**WHAT YOU NEED TO DO:** In the text on the Alberta teachers' tentative agreement, whom does Edmonton Journal columnist Graham Thomson call the biggest winner in the deal?

**TEXT PASSAGE:**

Nobody knows the answer to that one, but it might be worth thinking about. Because it could happen! 

As a teacher who reads this blog, commenting on a post from last month, observed yesterday of the tentative agreement between the Alberta Teachers Association and the government, “our provincial executive has gone behind our back again, negotiating in secret with the province and pretending that all our negotiating efforts should be with the school boards.”

“And the amazing deal they recommend we accept?” asks “Paddy O’Gogue” in his or her St. Patrick’s Day message. A three-year pay freeze (counting the year since negotiations started), followed by a 2-per-cent increase in 2015 plus a 1-per-cent one-time, off-the-grid, lump-sum payment. 

In return, “Paddy” said, “we’ll get a survey on workload (again) which will report that teachers’ workload could be significantly reduced by not surveying teachers on workload every 48 seconds.” Alberta teachers, he or she concluded, “are apoplectic alright” — but not necessarily just with the government.

Well, “Paddy” is just one person — but you can count on it that there are a lot more teachers out there who feel much the same way.

Edmonton Journal political columnist Graham Thomson also got it right when he said the biggest winner in the deal revealed last Thursday evening is Premier Alison Redford.

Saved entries
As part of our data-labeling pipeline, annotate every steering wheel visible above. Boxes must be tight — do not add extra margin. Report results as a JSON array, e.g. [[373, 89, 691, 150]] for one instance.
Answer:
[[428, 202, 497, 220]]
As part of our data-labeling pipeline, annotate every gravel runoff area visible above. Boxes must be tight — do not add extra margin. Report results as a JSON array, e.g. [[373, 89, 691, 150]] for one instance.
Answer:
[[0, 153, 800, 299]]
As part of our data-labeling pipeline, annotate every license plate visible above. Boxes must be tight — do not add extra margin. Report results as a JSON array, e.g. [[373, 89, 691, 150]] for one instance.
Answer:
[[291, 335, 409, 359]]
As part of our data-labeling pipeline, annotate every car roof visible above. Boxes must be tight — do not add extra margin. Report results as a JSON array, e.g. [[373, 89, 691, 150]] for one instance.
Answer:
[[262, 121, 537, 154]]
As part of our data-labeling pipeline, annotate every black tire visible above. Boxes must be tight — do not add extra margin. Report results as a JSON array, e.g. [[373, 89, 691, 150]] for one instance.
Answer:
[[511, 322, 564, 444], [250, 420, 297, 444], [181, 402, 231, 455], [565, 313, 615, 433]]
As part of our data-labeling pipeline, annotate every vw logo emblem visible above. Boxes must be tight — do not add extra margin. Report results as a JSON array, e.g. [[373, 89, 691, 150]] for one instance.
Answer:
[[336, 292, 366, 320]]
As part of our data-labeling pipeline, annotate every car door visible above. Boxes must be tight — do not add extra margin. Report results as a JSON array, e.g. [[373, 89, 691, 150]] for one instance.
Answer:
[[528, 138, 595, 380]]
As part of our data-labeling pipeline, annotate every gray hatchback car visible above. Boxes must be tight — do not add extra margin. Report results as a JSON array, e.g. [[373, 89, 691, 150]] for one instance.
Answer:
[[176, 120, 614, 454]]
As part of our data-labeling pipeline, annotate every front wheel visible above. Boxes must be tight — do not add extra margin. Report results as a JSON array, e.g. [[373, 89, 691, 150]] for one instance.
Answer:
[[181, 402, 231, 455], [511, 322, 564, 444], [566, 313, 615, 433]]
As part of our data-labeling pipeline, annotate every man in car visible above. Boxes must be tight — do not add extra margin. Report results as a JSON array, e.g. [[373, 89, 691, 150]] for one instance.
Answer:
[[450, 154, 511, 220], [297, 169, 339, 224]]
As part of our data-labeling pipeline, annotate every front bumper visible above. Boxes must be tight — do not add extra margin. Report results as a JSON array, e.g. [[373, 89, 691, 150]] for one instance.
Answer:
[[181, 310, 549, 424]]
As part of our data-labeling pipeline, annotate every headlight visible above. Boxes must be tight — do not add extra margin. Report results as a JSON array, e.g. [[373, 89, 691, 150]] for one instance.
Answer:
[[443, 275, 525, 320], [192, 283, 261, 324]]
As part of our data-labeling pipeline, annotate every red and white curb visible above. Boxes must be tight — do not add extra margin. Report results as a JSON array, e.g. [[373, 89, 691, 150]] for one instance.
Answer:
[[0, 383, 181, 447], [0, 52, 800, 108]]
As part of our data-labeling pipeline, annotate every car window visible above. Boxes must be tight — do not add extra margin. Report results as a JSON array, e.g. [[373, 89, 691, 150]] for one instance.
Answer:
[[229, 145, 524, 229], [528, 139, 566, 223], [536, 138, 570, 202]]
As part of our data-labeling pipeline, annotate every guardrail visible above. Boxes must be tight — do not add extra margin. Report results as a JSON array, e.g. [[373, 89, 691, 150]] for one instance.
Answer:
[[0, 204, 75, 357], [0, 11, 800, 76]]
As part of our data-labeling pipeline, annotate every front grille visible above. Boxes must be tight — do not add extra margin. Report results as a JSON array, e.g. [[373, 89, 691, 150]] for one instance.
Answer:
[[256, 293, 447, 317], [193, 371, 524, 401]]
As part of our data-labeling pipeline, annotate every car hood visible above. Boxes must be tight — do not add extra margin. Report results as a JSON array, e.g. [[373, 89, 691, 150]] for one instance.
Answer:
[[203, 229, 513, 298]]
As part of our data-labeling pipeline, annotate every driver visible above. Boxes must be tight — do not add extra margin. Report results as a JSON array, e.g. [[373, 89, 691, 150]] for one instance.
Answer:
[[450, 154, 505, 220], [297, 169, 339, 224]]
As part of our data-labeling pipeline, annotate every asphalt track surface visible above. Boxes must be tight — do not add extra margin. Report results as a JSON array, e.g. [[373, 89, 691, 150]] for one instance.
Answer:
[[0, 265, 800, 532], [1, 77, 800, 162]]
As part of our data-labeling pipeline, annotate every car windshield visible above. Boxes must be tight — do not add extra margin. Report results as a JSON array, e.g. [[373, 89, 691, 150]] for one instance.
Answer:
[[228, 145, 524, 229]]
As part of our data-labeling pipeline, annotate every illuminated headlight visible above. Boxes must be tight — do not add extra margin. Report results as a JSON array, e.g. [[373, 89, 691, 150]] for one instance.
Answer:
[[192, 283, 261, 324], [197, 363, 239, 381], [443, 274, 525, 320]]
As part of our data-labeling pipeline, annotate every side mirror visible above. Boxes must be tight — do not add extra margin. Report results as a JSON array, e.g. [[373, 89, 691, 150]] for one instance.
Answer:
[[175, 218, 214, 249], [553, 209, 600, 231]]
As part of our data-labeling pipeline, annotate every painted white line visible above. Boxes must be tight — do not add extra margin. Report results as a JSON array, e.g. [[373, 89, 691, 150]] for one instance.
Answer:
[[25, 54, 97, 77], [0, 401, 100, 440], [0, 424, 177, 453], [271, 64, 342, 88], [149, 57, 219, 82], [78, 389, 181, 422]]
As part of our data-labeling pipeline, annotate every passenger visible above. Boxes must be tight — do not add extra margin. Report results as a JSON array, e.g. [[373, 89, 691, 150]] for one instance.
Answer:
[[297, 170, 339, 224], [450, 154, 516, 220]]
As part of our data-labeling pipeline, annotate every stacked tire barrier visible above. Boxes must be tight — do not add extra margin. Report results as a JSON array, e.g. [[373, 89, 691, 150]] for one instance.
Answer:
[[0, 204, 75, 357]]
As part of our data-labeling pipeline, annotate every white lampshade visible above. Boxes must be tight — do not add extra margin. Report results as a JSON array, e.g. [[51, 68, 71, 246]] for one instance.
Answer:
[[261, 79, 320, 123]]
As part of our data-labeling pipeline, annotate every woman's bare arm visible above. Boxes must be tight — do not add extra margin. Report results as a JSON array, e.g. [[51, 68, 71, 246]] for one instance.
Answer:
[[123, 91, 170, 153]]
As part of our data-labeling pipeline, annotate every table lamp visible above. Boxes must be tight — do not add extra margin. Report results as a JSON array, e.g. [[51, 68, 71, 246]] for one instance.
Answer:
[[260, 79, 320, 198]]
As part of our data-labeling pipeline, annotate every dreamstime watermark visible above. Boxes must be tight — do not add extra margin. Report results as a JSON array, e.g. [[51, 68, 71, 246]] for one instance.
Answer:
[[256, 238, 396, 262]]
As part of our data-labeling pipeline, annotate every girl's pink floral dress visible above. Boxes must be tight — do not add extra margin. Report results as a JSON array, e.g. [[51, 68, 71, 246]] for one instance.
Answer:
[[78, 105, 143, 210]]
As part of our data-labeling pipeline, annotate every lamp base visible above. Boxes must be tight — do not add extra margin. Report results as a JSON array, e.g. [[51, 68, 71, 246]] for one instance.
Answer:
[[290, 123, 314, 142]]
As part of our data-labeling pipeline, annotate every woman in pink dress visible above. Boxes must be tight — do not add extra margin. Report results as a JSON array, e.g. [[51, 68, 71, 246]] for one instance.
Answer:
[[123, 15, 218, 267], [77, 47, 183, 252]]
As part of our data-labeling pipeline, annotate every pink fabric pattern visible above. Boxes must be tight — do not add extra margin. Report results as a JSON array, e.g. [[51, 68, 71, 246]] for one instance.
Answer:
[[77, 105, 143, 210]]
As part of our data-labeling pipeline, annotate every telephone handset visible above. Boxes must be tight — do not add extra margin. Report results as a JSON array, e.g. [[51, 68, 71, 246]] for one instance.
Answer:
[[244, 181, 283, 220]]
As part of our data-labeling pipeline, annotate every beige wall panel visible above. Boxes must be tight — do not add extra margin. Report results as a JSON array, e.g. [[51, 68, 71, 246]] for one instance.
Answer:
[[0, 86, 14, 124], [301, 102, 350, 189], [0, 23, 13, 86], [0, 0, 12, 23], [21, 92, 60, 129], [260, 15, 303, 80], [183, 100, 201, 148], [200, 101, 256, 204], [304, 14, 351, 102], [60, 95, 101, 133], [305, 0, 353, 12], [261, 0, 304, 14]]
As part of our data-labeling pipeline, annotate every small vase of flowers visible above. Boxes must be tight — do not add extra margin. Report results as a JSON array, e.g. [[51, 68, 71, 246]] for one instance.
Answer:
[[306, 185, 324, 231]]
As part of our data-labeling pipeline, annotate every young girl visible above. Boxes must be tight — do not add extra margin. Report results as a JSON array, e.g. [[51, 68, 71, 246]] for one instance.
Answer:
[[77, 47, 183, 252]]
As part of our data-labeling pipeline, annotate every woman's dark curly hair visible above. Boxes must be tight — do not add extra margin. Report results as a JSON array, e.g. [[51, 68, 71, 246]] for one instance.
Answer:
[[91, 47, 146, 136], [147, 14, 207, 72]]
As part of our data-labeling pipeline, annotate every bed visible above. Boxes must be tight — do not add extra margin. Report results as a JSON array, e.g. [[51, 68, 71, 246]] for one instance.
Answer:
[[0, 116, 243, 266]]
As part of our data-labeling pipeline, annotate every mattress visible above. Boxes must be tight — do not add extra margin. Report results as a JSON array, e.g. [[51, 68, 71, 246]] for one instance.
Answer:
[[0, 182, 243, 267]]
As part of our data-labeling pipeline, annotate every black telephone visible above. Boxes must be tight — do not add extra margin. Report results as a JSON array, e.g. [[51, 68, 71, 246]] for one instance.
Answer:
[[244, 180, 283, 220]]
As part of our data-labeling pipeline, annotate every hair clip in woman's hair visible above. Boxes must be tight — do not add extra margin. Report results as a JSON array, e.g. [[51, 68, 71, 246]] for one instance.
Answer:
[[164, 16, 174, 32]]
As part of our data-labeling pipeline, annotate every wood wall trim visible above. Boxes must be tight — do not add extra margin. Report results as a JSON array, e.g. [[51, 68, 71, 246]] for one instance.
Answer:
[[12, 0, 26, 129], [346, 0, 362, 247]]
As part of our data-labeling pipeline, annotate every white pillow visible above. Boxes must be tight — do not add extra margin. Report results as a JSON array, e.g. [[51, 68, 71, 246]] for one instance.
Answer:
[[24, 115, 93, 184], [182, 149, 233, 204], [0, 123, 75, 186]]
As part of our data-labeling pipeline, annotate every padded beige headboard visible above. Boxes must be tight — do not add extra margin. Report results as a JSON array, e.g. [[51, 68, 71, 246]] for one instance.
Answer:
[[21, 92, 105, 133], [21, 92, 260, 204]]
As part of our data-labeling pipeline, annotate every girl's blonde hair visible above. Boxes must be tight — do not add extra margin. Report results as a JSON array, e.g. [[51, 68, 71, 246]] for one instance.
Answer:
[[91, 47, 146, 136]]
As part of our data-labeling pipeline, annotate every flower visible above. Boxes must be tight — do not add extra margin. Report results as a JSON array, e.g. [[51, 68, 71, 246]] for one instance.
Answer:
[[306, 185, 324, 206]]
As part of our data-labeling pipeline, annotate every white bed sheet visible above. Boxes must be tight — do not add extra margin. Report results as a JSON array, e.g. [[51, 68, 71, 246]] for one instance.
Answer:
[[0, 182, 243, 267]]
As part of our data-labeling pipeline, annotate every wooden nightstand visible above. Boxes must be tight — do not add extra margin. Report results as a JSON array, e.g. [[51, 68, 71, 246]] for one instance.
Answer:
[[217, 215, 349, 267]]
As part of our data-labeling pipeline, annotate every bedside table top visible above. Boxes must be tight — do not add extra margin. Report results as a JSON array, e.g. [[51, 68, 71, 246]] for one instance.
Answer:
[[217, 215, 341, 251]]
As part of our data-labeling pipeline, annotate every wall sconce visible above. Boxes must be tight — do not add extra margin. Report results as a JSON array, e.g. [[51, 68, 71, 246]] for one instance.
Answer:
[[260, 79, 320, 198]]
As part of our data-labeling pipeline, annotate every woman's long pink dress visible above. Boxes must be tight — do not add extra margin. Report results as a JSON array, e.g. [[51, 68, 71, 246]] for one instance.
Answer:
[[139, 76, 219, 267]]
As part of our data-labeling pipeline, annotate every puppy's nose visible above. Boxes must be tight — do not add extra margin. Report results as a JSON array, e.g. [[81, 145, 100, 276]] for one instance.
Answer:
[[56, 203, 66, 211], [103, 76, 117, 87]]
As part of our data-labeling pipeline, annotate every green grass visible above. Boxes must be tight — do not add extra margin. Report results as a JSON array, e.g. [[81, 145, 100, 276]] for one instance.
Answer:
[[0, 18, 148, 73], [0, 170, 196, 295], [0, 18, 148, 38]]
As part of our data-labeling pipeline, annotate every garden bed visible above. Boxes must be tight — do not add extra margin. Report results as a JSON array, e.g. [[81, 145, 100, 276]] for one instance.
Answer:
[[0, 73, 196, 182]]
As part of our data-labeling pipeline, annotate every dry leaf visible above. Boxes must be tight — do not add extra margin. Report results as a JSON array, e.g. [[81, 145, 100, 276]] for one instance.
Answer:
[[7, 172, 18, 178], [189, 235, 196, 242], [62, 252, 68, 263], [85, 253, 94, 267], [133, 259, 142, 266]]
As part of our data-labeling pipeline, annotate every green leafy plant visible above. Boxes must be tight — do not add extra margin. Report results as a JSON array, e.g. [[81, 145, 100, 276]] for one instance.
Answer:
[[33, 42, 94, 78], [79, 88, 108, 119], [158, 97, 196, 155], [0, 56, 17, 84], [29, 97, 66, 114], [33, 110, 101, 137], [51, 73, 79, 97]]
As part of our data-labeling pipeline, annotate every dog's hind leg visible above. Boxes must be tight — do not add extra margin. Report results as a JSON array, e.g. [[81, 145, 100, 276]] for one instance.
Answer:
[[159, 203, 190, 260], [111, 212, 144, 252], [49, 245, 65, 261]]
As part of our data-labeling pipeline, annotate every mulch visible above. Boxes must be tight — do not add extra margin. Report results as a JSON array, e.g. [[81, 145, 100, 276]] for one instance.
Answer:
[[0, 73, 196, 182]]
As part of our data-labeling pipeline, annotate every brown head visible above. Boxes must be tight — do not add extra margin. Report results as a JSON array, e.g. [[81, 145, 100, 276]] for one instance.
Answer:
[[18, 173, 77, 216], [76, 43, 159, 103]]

**YOUR SOLUTION:** Premier Alison Redford